» **Task goal**:
Looking through the listing below, state how many lines have the word "shrub" in them. Only the number should be given.

» **Excerpted data**:
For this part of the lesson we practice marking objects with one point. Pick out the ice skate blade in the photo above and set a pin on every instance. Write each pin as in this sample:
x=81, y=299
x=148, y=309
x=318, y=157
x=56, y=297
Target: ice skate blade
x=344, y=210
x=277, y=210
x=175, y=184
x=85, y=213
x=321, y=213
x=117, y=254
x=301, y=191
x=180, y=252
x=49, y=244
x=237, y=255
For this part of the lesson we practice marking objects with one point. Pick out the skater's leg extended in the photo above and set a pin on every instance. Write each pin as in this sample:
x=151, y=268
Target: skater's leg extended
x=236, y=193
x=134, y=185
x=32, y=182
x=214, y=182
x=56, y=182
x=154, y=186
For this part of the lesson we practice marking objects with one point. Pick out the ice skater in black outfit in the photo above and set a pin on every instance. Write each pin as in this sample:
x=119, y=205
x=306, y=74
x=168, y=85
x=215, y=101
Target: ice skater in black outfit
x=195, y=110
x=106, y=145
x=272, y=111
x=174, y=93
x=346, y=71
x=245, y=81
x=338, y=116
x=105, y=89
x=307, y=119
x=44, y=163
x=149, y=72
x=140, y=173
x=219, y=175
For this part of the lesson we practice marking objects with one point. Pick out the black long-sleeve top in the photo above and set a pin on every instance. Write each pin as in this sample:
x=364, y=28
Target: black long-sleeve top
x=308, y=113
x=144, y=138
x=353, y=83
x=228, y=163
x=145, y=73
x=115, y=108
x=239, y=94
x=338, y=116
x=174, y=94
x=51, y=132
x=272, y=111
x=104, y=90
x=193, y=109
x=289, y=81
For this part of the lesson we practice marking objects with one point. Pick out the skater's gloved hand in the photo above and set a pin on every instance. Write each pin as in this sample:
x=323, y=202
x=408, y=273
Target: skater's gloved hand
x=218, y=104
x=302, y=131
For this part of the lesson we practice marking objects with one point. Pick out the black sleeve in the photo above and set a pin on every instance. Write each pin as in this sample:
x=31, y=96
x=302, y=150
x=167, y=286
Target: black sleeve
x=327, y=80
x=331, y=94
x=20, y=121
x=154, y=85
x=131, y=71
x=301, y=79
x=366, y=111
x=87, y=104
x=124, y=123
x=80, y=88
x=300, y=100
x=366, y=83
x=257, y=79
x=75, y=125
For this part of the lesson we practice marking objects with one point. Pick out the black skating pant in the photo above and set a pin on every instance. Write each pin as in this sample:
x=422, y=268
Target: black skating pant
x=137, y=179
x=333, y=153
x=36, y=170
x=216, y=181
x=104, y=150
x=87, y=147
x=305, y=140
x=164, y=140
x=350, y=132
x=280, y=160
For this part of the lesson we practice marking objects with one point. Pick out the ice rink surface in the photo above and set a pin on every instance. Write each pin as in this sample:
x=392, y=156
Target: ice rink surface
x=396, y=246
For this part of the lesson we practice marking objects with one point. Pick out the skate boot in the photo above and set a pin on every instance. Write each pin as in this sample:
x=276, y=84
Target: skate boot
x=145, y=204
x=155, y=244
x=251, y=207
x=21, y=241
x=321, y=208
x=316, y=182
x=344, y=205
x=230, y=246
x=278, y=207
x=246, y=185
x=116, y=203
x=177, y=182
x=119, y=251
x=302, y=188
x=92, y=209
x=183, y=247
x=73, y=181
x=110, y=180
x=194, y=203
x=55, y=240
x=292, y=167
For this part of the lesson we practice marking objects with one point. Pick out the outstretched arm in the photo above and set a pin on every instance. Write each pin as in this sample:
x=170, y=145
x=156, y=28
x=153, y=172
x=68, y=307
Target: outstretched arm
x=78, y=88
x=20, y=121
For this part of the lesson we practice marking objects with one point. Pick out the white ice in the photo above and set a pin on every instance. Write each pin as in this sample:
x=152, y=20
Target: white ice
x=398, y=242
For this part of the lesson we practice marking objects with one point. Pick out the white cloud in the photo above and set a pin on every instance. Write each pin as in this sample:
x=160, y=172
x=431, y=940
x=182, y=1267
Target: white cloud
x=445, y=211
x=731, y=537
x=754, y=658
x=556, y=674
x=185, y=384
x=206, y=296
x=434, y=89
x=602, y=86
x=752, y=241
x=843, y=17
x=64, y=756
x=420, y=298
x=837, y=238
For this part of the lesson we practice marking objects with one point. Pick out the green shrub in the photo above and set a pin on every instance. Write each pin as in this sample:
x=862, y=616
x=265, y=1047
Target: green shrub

» **Written answer**:
2